• Task brief: What you need to produce from the material below is an exact transcription of the lines from the one with "The <instance> block" through the one with "box: [151, 110, 476, 259]", both included, and no other line.

• Exercise materials:
┄┄┄┄┄┄

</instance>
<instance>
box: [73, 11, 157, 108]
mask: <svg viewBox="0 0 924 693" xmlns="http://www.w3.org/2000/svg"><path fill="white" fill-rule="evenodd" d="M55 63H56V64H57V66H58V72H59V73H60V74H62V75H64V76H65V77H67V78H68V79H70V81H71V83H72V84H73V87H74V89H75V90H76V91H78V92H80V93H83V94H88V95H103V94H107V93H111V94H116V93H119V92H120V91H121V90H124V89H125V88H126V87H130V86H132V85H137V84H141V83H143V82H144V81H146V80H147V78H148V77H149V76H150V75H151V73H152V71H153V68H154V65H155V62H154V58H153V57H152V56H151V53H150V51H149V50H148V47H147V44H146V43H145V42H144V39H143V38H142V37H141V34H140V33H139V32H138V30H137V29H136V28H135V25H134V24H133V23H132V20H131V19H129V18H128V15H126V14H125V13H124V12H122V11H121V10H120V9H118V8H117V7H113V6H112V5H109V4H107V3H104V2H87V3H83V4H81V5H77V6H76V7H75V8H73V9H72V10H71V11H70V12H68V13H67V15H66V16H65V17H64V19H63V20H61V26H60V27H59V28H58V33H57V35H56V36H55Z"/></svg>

┄┄┄┄┄┄

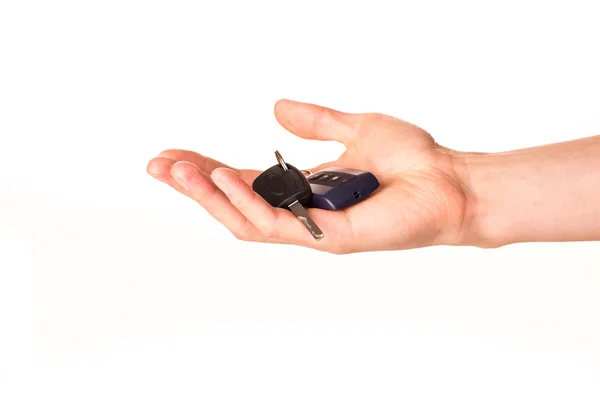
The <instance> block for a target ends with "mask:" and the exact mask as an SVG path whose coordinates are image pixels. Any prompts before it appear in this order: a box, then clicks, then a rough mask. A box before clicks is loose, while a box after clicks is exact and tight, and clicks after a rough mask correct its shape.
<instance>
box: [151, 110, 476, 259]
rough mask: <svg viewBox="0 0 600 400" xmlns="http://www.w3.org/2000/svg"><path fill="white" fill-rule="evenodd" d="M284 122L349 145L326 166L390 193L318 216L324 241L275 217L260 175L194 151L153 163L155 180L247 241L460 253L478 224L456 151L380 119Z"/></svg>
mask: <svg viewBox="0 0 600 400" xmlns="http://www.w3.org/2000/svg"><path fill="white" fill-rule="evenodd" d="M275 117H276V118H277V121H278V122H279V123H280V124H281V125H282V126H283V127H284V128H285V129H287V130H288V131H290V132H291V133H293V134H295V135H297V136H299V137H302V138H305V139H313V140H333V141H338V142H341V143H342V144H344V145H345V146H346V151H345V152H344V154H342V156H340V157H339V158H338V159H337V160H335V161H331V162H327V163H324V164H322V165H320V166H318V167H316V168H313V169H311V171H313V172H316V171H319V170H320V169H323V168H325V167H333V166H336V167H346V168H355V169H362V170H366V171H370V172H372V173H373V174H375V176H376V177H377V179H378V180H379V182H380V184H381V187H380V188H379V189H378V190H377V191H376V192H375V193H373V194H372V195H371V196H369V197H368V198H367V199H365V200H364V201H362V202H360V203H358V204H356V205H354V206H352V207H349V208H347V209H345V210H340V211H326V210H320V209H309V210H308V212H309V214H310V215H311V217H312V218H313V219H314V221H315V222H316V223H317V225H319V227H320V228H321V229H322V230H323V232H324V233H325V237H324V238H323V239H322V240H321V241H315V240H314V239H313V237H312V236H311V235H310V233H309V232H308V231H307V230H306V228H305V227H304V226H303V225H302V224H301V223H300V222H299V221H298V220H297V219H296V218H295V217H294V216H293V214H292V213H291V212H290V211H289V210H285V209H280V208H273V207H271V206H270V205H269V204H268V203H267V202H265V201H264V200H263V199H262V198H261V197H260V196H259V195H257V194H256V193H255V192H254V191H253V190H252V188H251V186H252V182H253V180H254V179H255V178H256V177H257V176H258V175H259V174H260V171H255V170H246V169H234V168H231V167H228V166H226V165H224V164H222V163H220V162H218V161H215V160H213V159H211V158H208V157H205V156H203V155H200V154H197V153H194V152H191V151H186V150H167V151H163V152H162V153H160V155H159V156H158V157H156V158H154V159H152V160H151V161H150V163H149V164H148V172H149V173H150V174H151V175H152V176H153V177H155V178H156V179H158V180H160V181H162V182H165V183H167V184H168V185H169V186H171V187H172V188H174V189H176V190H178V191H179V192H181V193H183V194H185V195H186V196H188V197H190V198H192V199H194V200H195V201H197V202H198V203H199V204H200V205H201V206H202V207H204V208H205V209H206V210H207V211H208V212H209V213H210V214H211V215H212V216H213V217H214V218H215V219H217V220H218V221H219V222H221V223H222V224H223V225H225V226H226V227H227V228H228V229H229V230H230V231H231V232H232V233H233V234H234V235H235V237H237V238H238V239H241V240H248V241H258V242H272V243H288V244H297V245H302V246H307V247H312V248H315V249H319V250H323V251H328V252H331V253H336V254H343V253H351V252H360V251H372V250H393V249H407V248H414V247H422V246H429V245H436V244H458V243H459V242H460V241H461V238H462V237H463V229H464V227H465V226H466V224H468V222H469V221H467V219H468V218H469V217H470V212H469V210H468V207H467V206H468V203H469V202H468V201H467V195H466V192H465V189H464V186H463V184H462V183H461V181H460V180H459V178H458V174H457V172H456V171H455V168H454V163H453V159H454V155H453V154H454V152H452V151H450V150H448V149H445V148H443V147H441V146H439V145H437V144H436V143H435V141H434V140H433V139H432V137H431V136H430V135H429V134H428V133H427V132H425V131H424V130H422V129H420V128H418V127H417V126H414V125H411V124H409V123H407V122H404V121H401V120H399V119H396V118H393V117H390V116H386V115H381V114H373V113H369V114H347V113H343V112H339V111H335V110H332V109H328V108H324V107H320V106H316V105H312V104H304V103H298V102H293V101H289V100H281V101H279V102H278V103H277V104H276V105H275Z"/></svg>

┄┄┄┄┄┄

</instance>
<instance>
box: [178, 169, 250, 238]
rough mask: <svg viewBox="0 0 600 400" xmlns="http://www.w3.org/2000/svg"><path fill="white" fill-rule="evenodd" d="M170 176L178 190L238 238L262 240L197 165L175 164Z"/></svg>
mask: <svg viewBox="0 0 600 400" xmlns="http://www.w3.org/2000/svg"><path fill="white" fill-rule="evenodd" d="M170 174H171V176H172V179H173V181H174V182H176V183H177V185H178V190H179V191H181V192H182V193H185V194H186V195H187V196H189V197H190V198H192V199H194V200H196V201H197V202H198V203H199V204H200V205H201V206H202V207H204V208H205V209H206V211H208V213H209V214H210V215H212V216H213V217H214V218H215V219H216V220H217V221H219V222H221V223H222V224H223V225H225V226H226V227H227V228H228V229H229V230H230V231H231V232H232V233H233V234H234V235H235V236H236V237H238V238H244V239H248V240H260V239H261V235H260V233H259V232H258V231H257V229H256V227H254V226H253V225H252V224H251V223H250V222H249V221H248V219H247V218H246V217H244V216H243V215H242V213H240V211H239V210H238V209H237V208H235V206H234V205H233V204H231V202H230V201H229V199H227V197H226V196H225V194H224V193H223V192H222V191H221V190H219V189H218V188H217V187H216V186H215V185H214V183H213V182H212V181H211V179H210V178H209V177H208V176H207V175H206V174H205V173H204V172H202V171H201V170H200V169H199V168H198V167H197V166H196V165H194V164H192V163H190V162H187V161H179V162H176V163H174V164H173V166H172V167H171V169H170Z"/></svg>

┄┄┄┄┄┄

• Result:
The <instance> block for a target ends with "mask:" and the exact mask as an SVG path whose coordinates are image pixels. Any prompts before it appear in this order: a box, then clicks, then a rough mask. A box before clicks is loose, while a box after clicks is exact and tight, and clicks after a rough mask correct its shape.
<instance>
box: [151, 110, 476, 259]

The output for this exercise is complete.